(Records drawn from a dataset)
========

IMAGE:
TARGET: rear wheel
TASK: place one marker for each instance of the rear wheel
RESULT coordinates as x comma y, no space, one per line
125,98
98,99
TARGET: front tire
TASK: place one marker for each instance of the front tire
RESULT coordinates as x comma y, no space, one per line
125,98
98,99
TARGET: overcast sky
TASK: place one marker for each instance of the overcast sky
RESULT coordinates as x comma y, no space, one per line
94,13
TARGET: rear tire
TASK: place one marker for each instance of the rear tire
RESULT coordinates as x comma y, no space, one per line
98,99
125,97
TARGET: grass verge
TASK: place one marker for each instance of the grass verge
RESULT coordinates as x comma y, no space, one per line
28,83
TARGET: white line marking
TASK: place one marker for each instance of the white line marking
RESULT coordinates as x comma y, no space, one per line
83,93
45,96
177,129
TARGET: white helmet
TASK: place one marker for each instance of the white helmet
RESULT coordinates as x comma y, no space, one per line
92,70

========

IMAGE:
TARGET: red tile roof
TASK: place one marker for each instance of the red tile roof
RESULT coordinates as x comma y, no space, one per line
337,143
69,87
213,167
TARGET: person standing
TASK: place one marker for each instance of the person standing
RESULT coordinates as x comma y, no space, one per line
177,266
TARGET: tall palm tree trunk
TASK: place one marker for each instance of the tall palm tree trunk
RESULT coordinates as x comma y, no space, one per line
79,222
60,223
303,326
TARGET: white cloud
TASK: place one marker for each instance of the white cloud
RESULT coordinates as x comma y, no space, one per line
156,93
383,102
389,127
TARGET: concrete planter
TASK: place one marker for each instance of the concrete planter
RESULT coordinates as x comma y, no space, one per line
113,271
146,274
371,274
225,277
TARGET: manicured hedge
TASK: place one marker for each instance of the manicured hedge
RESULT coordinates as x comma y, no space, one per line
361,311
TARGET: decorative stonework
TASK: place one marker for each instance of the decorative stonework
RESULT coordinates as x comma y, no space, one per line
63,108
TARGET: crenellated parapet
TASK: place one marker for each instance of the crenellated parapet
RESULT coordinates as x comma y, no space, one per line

========

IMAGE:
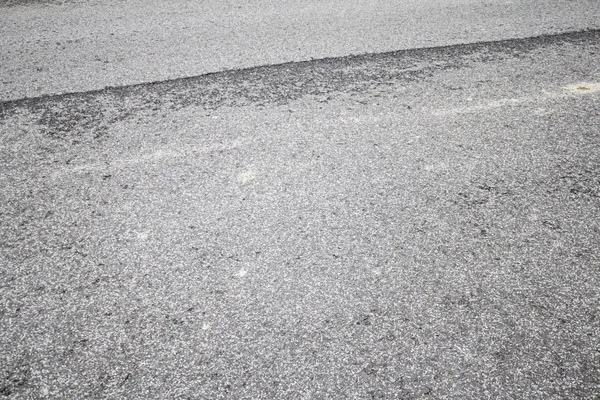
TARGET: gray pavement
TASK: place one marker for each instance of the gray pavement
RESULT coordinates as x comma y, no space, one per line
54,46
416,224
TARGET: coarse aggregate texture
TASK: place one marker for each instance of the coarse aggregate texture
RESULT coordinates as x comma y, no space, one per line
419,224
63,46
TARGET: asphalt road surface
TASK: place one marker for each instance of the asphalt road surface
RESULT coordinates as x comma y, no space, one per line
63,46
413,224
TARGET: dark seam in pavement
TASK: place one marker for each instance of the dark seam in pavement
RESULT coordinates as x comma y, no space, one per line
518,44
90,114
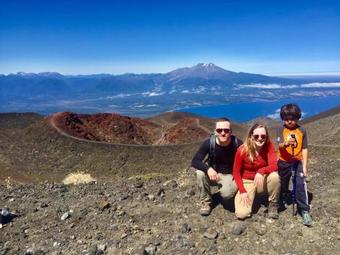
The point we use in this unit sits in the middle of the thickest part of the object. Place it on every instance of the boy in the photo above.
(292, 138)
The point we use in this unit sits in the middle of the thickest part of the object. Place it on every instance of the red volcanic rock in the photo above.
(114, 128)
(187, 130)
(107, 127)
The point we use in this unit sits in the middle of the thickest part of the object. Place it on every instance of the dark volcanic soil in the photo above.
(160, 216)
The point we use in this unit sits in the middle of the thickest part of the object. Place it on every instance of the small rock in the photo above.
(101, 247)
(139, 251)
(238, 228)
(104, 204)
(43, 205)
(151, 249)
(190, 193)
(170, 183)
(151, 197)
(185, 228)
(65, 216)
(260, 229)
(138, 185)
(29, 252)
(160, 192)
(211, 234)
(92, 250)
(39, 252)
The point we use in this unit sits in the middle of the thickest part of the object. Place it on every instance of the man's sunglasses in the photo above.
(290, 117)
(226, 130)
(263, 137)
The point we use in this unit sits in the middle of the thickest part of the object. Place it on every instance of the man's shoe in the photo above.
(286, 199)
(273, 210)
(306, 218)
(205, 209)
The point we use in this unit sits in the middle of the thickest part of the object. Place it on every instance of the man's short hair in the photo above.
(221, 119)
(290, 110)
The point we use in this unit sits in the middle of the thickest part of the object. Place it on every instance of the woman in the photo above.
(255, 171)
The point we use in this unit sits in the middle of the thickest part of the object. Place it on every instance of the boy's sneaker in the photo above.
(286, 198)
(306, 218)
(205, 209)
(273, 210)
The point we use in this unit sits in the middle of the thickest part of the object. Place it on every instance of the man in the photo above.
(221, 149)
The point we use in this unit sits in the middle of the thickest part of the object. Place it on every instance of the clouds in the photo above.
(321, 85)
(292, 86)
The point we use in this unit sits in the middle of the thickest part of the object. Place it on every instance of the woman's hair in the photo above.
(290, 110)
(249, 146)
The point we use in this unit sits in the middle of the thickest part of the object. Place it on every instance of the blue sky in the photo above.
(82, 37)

========

If the string "planter" appears in a line of the entries, report the line.

TARGET: concrete planter
TASK: place one marker for each instance of the concrete planter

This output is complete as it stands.